O que fazer:
1. No relato sobre a fundação da Xapuri, reescreva tudo desde "Correr atrás da" até "enfiando um branco.", trocando "vermelho" por "azul".
2. Segundo o relato sobre a fundação da Xapuri, qual foi o tema da primeira capa da revista?

Era novembro de 2014. Primeiro fim de semana. Plena campanha da Dilma. Fim de tarde na RPPN dele, a Linda Serra dos Topázios. Jaime e eu começamos a conversar sobre a falta que fazia termos acesso a um veículo independente e democrático de informação.

Resolvemos fundar o nosso. Um espaço não comercial, de resistência. Mais um trabalho de militância, voluntário, por suposto. Jaime propôs um jornal; eu, uma revista. O nome eu escolhi (ele queria Bacurau). Dividimos as tarefas. A capa ficou com ele, a linha editorial também.

Correr atrás da grana ficou por minha conta. A paleta de cores, depois de larga prosa, Jaime fechou questão – “nossas cores vão ser o vermelho e o amarelo, porque revista tem que ter cor de luta, cor vibrante” (eu queria verde-floresta). Na paz, acabei enfiando um branco.

Fizemos a primeira edição da Xapuri lá mesmo, na Reserva, em uma noite. Optamos por centrar na pauta socioambiental. Nossa primeira capa foi sobre os povos indígenas isolados do Acre: ‘Isolados, Bravos, Livres: Um Brasil Indígena por Conhecer”. Depois de tudo pronto, Jaime inventou de fazer uma outra boneca, “porque toda revista tem que ter número zero”.

Dessa vez finquei pé, ficamos com a capa indígena. Voltei pra Brasília com a boneca praticamente pronta e com a missão de dar um jeito de imprimir. Nos dias seguintes, o Jaime veio pra Formosa, pra convencer minha irmã Lúcia a revisar a revista, “de grátis”. Com a primeira revista impressa, a próxima tarefa foi montar o Conselho Editorial.

[Dados de localização com um ponto por ocorrência]
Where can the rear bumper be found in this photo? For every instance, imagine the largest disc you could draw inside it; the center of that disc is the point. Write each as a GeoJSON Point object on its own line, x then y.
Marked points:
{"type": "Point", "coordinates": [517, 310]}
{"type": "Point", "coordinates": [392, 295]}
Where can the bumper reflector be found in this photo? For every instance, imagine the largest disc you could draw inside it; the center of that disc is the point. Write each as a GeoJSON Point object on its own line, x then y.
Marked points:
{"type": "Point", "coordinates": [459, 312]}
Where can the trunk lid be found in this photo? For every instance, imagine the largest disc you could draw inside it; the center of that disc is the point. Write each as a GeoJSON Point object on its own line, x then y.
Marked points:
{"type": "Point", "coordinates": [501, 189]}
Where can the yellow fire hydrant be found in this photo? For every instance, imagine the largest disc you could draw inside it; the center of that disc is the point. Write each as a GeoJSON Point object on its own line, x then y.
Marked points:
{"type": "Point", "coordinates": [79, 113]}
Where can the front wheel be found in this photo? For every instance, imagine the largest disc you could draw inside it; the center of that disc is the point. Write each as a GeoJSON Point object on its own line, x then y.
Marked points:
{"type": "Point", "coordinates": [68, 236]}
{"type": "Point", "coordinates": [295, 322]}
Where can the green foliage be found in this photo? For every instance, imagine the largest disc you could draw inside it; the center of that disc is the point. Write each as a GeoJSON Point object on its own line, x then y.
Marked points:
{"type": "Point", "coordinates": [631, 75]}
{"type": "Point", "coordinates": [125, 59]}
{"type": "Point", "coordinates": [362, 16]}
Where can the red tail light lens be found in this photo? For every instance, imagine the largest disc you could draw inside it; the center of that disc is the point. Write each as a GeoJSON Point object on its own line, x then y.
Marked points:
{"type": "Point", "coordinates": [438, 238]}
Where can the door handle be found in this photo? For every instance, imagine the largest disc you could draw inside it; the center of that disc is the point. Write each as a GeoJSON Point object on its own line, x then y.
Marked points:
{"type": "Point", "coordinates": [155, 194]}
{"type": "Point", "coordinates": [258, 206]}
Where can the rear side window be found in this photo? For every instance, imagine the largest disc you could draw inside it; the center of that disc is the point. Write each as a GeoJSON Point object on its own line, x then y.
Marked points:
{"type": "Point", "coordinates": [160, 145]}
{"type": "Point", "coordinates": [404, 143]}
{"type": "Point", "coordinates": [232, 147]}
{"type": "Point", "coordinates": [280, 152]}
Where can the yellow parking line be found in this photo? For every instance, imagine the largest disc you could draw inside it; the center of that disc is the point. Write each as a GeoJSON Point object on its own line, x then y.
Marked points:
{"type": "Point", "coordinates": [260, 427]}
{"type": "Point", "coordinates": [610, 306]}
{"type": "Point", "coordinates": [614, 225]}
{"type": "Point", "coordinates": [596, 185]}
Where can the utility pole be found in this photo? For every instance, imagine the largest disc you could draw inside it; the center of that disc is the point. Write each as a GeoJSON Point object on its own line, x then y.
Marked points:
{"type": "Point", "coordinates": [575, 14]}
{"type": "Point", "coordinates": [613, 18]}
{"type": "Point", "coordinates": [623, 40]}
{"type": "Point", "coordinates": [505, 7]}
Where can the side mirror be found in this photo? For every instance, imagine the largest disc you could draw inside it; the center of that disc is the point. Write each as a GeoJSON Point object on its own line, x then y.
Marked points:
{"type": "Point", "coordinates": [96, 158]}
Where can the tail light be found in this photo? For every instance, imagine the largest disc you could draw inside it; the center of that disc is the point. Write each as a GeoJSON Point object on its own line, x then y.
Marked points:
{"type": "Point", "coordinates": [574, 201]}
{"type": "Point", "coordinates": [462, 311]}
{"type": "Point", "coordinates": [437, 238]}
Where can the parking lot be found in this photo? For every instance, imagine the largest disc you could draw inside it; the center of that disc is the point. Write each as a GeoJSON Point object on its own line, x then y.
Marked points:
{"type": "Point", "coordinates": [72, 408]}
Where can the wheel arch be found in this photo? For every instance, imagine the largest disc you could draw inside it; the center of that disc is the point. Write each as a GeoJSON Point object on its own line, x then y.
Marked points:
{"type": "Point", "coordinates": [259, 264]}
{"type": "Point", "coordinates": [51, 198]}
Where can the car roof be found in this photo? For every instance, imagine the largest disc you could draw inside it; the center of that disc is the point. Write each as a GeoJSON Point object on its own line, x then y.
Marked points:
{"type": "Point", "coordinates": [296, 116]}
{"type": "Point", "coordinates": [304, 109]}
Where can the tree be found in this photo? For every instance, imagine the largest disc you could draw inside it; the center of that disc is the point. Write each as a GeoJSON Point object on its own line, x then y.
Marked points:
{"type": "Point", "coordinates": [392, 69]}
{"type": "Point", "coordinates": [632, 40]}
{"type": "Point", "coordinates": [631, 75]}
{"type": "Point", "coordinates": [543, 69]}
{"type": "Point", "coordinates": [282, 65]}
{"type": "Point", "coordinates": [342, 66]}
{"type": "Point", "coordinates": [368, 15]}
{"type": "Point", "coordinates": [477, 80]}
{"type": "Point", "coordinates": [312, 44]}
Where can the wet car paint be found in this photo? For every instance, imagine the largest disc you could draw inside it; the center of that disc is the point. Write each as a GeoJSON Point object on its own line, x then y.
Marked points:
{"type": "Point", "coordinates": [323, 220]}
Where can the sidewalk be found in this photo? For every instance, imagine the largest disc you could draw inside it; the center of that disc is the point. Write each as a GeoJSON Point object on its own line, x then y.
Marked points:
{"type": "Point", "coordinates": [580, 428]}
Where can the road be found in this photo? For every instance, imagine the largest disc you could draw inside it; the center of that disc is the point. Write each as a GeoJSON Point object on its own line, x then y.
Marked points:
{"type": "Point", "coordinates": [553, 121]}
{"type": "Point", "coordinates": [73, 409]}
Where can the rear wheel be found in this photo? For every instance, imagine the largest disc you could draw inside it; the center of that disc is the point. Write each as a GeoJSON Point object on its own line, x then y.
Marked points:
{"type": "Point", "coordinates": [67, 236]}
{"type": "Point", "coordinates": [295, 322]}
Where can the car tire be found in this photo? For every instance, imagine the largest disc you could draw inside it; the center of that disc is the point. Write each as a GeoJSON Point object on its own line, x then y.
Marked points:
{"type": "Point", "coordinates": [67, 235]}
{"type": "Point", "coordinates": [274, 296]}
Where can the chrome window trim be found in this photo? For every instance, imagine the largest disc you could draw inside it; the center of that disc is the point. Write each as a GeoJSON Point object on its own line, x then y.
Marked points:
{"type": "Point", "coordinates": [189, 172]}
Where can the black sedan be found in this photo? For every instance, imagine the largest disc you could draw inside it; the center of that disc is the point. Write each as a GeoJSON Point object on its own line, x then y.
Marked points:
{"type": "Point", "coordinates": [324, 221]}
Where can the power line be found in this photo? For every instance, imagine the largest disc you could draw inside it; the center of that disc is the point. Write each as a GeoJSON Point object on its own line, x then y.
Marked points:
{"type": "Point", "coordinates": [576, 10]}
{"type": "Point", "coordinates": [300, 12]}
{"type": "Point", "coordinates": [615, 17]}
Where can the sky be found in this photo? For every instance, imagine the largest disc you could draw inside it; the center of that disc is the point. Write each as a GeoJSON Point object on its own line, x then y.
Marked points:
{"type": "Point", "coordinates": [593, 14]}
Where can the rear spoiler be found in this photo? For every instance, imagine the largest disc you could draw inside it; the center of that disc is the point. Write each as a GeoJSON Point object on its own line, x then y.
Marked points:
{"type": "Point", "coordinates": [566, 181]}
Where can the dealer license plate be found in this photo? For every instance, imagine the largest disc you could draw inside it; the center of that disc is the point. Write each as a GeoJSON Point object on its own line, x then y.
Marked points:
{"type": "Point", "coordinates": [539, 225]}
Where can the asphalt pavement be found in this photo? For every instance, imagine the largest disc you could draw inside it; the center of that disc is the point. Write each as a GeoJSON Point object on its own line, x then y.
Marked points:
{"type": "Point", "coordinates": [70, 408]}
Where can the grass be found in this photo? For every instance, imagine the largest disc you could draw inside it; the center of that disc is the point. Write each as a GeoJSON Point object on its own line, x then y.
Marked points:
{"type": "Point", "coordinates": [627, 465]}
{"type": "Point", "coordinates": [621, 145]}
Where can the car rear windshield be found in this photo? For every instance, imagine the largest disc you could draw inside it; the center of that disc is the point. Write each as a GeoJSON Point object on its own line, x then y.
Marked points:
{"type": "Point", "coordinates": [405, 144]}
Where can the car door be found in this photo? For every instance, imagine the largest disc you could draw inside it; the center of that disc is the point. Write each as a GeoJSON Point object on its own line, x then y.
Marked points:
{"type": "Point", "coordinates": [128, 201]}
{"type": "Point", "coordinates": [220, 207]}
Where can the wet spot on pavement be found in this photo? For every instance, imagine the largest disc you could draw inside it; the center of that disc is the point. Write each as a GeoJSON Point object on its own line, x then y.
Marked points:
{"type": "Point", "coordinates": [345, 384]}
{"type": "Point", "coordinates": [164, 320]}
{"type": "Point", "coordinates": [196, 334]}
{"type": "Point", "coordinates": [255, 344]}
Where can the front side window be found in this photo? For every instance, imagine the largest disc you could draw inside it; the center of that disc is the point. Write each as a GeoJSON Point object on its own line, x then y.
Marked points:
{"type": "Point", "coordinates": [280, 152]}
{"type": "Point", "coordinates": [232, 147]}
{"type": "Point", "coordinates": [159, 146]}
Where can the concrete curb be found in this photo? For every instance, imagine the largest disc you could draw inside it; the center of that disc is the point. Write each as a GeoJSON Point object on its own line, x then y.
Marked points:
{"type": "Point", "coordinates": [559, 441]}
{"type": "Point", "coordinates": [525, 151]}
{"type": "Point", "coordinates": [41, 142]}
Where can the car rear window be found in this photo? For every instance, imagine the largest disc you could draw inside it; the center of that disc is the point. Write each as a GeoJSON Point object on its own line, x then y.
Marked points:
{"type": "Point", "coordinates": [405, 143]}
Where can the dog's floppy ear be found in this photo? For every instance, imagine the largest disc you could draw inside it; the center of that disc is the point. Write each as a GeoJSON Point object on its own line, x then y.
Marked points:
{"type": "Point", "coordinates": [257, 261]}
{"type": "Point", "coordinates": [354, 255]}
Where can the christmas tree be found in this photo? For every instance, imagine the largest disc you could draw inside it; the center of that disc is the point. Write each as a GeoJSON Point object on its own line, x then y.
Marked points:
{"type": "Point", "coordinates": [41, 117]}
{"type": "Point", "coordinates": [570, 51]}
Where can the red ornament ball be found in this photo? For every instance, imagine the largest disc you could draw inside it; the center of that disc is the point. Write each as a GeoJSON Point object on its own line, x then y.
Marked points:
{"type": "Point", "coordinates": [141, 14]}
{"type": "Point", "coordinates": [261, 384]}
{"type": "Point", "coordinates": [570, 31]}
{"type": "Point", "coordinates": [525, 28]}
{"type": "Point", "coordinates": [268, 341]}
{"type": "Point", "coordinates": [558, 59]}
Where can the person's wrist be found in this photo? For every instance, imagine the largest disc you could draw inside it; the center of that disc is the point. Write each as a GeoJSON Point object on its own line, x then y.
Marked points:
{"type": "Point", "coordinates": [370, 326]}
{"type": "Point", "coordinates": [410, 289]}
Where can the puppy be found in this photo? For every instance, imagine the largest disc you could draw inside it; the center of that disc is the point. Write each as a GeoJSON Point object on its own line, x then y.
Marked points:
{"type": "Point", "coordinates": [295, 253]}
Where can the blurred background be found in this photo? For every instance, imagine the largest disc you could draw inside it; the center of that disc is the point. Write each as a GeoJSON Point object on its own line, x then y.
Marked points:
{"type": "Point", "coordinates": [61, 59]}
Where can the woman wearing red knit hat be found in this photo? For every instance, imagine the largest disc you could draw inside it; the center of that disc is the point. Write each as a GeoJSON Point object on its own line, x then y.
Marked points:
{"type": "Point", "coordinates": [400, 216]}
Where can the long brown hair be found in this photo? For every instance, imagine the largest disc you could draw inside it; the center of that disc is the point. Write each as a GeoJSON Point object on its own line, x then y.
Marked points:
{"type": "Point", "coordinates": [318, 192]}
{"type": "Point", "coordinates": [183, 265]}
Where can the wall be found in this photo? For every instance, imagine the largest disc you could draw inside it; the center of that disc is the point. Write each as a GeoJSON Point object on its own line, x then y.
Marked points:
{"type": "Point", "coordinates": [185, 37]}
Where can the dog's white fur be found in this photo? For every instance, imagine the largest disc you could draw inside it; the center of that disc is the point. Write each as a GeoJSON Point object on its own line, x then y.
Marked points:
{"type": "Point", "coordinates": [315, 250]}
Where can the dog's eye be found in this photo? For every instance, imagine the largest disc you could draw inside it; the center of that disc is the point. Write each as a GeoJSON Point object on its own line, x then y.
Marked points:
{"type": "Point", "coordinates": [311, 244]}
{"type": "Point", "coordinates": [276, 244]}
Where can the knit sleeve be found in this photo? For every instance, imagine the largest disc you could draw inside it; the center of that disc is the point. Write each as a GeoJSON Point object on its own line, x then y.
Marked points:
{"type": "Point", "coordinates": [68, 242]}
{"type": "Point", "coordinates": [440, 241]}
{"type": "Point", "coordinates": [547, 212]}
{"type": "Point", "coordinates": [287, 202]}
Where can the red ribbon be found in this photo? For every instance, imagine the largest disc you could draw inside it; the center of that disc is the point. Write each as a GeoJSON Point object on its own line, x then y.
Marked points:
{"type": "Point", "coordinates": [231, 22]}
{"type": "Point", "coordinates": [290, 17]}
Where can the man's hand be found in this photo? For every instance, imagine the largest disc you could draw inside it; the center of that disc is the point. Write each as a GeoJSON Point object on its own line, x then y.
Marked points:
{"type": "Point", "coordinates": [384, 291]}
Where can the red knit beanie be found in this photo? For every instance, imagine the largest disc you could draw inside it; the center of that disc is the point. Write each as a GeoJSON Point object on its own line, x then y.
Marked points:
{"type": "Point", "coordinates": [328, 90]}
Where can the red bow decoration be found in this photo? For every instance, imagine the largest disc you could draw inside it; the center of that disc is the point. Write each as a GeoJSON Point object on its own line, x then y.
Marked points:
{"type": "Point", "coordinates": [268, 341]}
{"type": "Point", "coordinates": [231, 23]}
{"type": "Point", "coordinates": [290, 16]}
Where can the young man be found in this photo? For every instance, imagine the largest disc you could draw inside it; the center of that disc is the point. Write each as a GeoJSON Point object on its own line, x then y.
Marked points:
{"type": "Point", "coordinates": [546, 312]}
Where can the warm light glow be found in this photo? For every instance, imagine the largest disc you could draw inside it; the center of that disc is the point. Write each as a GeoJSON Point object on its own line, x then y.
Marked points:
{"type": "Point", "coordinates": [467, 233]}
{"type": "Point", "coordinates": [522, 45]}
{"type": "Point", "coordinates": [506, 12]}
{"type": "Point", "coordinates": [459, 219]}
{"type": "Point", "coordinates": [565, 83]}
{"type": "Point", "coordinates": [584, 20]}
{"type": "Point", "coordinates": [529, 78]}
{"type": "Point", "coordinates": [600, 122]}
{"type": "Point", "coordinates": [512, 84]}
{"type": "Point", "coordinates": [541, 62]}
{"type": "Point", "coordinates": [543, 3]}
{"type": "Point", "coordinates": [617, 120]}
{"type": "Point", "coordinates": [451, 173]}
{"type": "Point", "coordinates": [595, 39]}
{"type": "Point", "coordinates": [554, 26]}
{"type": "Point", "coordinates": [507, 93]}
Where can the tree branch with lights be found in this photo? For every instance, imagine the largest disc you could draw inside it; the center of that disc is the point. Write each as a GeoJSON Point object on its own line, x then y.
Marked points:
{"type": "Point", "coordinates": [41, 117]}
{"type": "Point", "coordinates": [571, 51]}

Resultados por tarefa:
1.
Correr atrás da grana ficou por minha conta. A paleta de cores, depois de larga prosa, Jaime fechou questão – “nossas cores vão ser o azul e o amarelo, porque revista tem que ter cor de luta, cor vibrante” (eu queria verde-floresta). Na paz, acabei enfiando um branco.

2. Os povos indígenas isolados do Acre.